Text segment
Although vendors claim cost savings as a benefit to convergence, many companies, such as Leonard, Street and Deinard, actually report increased spending as a result of their new rollouts. Costs vary, but vendors report that a communications platform that includes VoIP, IM, Web conferencing and calendaring capabilities could cost more than $60 per employee just for the license, not including installation, consulting, and other related fees. Gartner Inc., however, puts the price tag much higher, saying that systems could cost up to $400 per user. "It's a significant investment across the board," says Jim Murphy, a senior analyst at AMR Research Inc. For that reason, he says, be cautious when evaluating new software. "You don't want to be too aggressive when adopting this technology, because it may mean overspending," he says.

For the most part, companies that have installed a new communications platform are too early into their deployments to benchmark its success. And the few companies that can report actual ROI are using their systems to address very specific needs. At Birmingham, Ala.-based Pemco Aviation Group Inc., a $201 million global maintenance, repair and overhaul servicing company for the aerospace industry, Director of IT John Griffith was looking for a cost effective way to upgrade the company's order and billing process. Because the company works with so many different—and often very low-tech—parts manufacturers, Pemco receives thousands of faxes, and had hundreds of fax machines throughout its headquarters and three satellite offices.

Griffith wanted to integrate the faxes into the company's e-mail program. "We started looking at plug-ins to our Microsoft Exchange e-mail application and licenses from Microsoft, but it started getting expensive." So expensive, he says, that it made an entire communications suite from Oracle Corp. look cheap—and that's what he ultimately chose to install. "It was very attractive from a management and cost standpoint," he says. Although he won't share exact figures, Griffith says, "We started out with a ten-month ROI target, but it only took six months to save the money we spent on the system." Faxes are now delivered directly to e-mail inboxes as TIF files, saving the company thousands of dollars in paper costs and fax machine equipment. Today, the same two people who once managed just e-mail now take care of e-mail, voice mail, fax, Web conferencing and calendaring.

But saving money on a few fax machines is hardly enough justification to invest in a communications overhaul. And the potential for increased productivity, which is widely touted as the largest benefit these systems provide, is always difficult to measure. "Productivity alone is difficult to sell to anyone in the enterprise user base," says Murphy of AMR.

Ask your chief strategist:
  • Which departments would benefit the most from a converged communications system?

    Ask your line-of-business managers:
  • Do you have specific problems that a unified messaging system could address?

    Ask your CFO:
  • What kind of budget can we allocate to pure productivity enhancements?

Given records
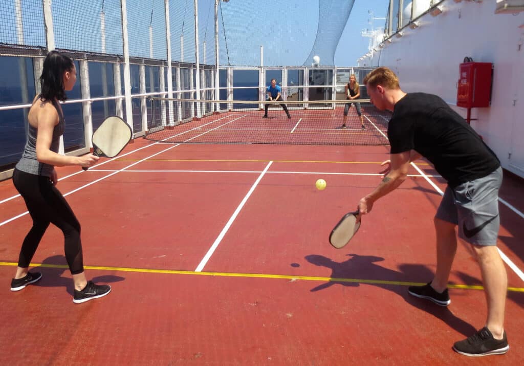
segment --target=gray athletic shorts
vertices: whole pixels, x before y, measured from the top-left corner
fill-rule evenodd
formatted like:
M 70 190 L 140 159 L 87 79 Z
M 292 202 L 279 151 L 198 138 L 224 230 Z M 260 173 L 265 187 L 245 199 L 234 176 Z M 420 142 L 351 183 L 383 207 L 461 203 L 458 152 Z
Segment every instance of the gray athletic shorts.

...

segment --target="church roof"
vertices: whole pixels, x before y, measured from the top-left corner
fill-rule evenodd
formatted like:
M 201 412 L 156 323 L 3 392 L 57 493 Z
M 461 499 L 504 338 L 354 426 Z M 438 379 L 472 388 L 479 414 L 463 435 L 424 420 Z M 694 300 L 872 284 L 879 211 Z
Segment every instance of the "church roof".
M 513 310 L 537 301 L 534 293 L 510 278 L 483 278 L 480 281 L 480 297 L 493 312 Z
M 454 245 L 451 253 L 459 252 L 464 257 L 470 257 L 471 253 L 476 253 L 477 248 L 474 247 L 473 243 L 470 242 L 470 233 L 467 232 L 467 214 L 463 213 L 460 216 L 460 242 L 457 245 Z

What you have to do
In the text on converged communications systems, how many months did Pemco Aviation Group take to save the money it spent on its new system?

Solution
Six months.